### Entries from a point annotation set
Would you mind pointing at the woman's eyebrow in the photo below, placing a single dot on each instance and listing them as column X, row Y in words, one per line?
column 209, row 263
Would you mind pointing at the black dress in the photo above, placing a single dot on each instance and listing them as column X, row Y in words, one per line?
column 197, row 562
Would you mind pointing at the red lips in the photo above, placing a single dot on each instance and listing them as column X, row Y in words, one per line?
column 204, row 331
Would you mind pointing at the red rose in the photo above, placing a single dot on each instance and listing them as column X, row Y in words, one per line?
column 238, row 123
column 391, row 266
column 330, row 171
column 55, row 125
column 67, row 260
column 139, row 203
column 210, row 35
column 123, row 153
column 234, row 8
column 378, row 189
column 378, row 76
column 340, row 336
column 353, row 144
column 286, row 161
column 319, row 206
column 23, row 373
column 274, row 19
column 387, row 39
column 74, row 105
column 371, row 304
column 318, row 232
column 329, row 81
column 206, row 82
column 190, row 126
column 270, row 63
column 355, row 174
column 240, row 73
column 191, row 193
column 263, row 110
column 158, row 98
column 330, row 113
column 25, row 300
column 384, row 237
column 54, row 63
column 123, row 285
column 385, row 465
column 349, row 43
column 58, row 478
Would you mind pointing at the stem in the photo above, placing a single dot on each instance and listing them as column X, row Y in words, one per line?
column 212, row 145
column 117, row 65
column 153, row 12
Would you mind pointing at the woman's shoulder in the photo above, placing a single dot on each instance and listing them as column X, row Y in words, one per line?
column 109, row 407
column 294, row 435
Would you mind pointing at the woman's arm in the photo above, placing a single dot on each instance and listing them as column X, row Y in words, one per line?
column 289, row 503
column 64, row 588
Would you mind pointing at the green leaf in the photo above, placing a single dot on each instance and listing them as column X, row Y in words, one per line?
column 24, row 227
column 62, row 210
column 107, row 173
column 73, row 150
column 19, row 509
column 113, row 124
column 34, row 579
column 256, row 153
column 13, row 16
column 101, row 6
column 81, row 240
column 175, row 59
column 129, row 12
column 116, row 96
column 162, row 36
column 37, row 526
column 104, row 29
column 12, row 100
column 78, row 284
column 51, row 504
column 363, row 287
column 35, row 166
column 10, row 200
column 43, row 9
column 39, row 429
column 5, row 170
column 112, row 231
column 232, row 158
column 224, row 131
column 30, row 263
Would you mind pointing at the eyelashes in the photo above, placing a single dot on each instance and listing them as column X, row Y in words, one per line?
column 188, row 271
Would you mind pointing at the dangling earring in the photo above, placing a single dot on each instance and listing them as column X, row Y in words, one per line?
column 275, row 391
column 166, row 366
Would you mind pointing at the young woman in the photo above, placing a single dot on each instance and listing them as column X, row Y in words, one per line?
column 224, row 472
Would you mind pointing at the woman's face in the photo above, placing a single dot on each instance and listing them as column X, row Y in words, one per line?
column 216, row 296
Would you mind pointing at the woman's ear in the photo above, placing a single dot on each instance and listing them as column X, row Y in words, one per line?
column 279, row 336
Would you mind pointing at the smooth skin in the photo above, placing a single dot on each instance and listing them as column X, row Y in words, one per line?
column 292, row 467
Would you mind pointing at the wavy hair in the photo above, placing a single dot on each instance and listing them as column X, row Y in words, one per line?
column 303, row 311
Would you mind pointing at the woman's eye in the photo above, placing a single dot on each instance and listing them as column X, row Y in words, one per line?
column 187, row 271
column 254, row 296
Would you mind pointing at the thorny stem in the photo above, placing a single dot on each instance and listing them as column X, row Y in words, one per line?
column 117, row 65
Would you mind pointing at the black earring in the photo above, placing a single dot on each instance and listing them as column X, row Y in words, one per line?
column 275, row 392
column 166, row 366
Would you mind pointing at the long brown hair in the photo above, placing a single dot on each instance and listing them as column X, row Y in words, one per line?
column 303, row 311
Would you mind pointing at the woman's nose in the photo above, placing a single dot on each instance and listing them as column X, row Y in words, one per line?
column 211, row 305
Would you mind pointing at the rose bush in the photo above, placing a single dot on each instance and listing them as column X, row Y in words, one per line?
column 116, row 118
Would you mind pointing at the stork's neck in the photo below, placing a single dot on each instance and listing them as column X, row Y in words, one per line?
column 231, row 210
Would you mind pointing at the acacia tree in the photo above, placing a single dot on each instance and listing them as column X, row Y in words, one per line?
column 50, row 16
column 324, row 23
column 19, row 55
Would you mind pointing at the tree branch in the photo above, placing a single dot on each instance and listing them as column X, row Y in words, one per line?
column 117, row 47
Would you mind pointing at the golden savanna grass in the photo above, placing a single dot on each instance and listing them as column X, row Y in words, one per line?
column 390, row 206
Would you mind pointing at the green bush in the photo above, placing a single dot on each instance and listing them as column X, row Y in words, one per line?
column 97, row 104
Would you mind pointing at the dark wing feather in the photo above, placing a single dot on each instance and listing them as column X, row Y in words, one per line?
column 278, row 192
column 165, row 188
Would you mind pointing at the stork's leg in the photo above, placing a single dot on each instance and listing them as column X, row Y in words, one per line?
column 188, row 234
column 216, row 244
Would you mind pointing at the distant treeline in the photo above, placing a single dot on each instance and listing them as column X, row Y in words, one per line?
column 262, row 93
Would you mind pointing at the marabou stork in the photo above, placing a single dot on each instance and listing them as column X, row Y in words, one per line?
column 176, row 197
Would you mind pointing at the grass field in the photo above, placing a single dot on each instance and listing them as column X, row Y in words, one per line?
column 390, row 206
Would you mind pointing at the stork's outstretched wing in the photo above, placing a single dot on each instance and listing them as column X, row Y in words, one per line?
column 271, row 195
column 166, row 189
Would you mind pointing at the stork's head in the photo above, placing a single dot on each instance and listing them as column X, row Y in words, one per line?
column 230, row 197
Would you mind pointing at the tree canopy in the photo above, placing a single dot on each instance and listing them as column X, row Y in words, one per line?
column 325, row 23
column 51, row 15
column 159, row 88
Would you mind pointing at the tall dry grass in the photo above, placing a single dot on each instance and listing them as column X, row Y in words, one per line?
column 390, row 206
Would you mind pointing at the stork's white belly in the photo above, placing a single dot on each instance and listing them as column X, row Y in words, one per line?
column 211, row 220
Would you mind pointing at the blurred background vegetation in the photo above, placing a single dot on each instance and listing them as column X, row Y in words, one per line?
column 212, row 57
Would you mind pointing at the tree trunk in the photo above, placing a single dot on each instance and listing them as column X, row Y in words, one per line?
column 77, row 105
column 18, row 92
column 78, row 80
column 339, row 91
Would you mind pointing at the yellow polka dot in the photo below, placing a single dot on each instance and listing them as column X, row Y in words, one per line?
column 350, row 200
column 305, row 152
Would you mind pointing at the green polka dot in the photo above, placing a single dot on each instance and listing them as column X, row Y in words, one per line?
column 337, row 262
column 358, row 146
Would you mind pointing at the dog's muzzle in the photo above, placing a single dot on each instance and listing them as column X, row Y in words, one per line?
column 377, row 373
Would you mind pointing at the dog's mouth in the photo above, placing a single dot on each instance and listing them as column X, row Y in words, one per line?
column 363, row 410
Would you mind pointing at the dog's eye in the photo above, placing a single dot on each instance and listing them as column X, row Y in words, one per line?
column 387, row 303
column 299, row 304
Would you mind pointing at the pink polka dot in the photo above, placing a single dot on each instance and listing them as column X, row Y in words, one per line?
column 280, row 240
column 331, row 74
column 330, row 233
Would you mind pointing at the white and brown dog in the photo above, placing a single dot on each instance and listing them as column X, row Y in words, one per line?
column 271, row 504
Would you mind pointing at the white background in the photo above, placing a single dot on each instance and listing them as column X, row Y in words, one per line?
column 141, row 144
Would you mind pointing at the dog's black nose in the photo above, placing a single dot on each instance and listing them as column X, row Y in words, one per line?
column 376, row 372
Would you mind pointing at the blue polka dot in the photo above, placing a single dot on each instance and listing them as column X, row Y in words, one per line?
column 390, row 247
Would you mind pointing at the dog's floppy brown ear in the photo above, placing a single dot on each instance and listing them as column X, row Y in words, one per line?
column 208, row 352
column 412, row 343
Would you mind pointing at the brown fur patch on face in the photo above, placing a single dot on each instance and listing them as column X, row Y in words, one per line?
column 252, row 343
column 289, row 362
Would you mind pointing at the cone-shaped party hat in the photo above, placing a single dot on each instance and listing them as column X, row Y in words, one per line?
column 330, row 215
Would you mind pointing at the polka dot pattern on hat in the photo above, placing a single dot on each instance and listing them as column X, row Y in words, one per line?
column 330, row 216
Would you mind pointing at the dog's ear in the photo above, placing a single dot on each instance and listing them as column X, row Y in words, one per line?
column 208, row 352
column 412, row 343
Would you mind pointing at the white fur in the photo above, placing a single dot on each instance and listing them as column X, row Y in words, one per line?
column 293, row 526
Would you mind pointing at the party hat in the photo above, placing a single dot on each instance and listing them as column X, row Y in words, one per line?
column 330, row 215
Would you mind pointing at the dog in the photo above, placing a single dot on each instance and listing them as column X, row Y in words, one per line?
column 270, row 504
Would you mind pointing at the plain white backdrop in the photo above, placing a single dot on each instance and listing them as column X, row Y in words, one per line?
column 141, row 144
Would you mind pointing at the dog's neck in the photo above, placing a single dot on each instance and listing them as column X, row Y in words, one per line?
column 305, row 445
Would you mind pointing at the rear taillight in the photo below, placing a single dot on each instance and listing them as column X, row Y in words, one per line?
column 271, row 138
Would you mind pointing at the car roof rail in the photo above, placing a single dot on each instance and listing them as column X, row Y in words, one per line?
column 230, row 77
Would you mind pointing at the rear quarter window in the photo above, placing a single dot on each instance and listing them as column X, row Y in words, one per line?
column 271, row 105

### Your objective
Copy out the lines of the records above without changes, from the line holding "Would you mind pointing at the stork's head" through the line holding "column 305, row 152", both of those included.

### Exercise output
Would you mind pointing at the stork's head in the photo above, placing a single dot on each instance and listing them as column X, row Y in words, one per line?
column 230, row 197
Would you mind pointing at the tree canopy in the photo above, placing a single dot on each instance and listing them as column X, row Y in words, one per line?
column 325, row 23
column 51, row 15
column 159, row 88
Would you mind pointing at the tall dry grass in the photo above, placing a single dot on each instance and listing them as column X, row Y in words, one per line?
column 390, row 206
Would you mind pointing at the stork's white belly in the photo above, placing a single dot on each instance and listing them as column X, row Y in words, one per line?
column 211, row 220
Would you mind pointing at the blurred background vegetation in the photo above, placing a single dot on each instance and listing them as column X, row Y in words, one per line?
column 212, row 57
Would you mind pointing at the tree trunk in the photo above, placing a single dot on each instance and listing them as column X, row Y in words, one per line?
column 77, row 105
column 18, row 92
column 78, row 80
column 339, row 91
Would you mind pointing at the yellow polka dot in the photo below, placing a single dot on each instance and listing them as column X, row Y in words, one per line?
column 350, row 200
column 305, row 152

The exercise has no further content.